### THE TASK:
When checking the entries below, count every line with the word "headband", then give only that number.

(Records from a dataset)
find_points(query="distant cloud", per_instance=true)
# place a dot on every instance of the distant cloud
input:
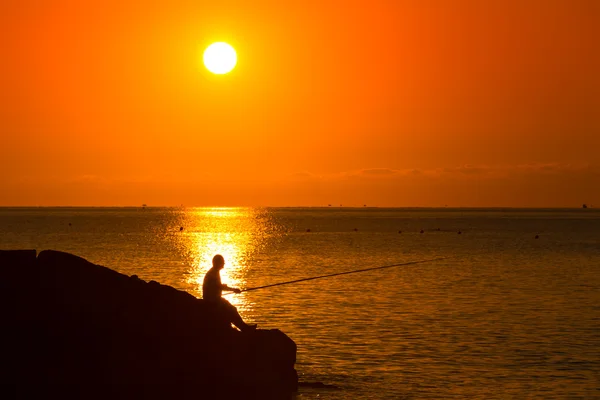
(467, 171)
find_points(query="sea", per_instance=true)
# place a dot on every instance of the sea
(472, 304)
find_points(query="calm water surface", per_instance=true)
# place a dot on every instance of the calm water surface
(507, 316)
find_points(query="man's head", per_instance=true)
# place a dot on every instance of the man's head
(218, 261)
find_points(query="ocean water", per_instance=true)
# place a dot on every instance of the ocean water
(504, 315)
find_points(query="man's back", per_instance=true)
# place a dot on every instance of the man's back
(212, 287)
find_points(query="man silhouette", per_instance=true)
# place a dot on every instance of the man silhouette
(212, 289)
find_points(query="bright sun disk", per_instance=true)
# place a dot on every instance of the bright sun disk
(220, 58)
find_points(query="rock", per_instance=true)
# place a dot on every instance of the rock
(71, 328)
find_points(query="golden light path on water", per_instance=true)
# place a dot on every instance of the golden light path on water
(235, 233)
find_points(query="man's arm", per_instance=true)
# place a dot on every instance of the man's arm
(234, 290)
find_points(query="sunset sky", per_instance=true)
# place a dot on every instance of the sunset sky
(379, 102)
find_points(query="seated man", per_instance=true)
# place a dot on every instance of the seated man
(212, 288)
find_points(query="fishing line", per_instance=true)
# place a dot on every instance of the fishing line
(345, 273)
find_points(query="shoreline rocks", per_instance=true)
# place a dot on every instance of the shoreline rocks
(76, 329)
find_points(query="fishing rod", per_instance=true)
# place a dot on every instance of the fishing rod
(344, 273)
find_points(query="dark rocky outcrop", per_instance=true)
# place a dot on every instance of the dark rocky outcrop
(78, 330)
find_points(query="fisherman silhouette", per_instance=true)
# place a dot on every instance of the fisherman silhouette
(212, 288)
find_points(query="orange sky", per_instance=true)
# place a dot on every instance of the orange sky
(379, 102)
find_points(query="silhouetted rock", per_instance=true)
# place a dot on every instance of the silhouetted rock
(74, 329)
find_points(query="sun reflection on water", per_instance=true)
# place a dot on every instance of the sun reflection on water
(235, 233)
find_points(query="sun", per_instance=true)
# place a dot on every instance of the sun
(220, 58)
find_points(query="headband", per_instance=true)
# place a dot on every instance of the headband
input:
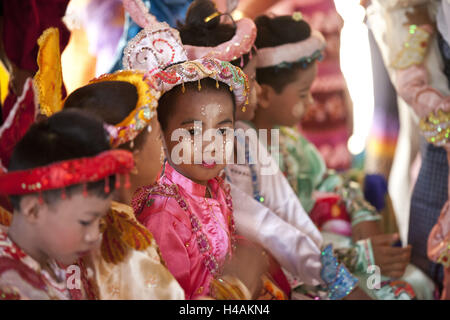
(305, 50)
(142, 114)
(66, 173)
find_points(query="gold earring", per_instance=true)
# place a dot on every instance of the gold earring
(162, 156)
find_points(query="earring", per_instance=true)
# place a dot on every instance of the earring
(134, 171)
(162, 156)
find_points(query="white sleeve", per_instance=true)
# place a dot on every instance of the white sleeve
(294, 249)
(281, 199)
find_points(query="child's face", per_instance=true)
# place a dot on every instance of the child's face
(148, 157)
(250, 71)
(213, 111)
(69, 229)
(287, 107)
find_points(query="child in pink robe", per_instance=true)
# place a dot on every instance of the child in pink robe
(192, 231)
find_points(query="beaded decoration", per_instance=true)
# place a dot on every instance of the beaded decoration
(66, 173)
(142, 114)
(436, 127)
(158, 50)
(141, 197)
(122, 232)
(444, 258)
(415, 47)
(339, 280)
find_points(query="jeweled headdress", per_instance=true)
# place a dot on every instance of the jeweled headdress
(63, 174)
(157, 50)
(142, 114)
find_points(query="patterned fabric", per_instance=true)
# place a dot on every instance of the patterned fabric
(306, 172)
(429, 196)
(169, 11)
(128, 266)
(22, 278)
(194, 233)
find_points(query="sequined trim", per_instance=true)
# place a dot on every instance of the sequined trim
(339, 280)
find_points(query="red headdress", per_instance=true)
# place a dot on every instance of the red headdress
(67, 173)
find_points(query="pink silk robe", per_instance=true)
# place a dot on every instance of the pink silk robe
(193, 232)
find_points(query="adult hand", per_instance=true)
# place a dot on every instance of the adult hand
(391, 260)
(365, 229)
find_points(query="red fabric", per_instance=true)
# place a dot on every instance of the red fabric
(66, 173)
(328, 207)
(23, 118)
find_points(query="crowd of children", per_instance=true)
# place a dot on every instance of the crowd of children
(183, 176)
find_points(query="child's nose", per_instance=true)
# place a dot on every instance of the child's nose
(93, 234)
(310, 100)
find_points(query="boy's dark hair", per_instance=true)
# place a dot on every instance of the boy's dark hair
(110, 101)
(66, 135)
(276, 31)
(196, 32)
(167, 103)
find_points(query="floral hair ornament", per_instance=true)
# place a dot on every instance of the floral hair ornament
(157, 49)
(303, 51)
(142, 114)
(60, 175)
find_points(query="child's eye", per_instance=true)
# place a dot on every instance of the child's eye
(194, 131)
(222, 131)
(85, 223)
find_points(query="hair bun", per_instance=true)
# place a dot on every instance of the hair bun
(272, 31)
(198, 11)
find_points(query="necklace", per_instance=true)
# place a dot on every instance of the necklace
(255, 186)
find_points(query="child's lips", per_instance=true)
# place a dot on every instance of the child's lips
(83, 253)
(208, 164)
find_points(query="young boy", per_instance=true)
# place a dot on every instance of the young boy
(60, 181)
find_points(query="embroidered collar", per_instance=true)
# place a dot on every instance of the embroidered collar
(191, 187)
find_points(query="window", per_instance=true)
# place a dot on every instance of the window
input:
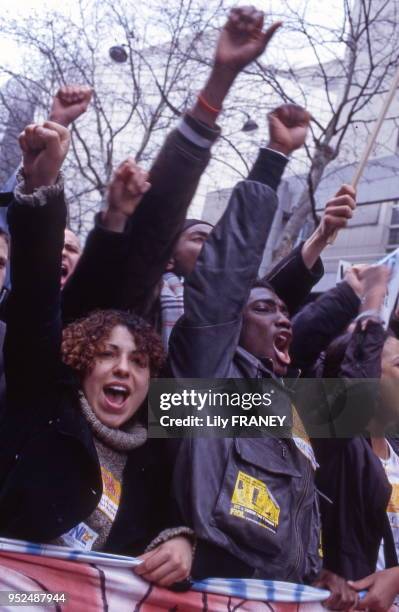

### EXPECTED ANSWER:
2